Short exercise: Output only the lines from the one holding "Sports-analytics tagging: mark the sky" to the end of the data below, please, copied exactly.

Saved entries
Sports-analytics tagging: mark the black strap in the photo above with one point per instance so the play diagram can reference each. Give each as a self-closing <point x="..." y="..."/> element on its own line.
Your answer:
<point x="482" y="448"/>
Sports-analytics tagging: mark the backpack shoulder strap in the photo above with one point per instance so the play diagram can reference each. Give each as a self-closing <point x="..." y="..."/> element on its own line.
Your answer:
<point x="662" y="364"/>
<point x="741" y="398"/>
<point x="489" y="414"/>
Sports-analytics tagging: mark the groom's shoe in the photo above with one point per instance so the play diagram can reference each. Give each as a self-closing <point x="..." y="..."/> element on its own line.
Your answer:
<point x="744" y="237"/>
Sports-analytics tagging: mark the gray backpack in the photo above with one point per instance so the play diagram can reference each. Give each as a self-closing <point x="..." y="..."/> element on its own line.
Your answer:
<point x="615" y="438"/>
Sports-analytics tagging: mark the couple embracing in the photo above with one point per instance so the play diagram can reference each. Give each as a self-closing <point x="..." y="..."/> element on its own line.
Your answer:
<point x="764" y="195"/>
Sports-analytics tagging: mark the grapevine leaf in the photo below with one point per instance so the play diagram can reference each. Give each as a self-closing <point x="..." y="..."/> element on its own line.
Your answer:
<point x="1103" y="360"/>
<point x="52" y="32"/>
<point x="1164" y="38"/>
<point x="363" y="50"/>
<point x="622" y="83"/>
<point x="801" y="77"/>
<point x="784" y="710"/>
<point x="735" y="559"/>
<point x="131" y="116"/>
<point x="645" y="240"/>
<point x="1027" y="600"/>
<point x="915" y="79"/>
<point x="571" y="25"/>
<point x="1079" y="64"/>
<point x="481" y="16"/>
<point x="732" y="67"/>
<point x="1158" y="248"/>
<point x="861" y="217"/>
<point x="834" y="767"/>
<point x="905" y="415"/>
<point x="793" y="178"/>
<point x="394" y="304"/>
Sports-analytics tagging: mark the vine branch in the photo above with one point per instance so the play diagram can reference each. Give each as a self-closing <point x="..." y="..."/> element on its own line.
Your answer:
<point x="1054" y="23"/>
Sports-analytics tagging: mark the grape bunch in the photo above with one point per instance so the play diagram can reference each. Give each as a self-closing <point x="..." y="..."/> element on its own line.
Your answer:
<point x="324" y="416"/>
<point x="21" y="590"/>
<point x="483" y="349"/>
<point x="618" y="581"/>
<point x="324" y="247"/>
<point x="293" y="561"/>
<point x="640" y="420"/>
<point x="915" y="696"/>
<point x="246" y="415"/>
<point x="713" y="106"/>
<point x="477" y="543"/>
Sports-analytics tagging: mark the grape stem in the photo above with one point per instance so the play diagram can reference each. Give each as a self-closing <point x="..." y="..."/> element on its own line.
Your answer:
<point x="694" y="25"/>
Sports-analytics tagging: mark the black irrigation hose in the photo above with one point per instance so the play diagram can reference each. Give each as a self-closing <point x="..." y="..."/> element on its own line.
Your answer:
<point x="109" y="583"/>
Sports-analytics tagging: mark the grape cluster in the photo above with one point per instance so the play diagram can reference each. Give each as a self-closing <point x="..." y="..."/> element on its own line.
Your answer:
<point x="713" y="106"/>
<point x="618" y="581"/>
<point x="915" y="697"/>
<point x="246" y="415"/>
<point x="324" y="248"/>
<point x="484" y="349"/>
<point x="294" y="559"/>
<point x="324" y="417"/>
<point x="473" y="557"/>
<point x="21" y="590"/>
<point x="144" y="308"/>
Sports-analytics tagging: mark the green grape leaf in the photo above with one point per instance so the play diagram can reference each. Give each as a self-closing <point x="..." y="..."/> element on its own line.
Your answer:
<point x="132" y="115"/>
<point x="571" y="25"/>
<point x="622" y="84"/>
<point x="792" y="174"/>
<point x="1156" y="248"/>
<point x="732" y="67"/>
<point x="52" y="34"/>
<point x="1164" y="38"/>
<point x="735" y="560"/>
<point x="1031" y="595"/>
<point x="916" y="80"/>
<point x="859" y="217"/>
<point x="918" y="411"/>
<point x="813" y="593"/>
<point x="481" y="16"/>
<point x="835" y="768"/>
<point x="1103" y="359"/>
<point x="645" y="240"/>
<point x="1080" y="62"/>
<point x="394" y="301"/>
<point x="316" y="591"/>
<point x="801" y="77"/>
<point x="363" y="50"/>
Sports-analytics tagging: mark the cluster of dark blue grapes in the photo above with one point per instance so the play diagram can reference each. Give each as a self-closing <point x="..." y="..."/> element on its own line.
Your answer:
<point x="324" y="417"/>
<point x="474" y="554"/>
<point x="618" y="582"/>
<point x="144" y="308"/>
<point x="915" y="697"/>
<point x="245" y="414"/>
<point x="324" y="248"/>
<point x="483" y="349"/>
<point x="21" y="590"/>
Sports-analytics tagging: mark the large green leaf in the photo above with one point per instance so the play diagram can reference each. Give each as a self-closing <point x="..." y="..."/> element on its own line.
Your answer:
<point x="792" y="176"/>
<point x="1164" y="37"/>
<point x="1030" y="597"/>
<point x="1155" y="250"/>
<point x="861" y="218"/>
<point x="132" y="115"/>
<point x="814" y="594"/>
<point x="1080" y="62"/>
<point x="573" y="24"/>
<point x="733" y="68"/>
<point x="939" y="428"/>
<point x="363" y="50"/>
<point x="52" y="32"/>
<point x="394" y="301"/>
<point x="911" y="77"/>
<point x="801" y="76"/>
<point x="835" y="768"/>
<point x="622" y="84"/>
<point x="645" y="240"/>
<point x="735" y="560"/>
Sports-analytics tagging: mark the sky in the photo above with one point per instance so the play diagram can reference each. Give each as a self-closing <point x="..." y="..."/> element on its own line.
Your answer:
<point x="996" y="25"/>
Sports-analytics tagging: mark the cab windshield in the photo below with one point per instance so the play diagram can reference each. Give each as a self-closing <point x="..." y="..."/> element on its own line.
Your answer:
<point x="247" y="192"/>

Output of the exercise:
Sports-analytics tagging: mark the sky in the photo above with one point per instance so the play diagram can reference each. Give each as a self-closing <point x="..." y="..."/> element on its own line.
Your answer:
<point x="996" y="25"/>
Sports-analytics tagging: mark the cab windshield in the photo below with one point per instance so the play diagram can reference each. Give each as a self-closing <point x="..." y="..."/> element on its own line.
Your answer:
<point x="247" y="192"/>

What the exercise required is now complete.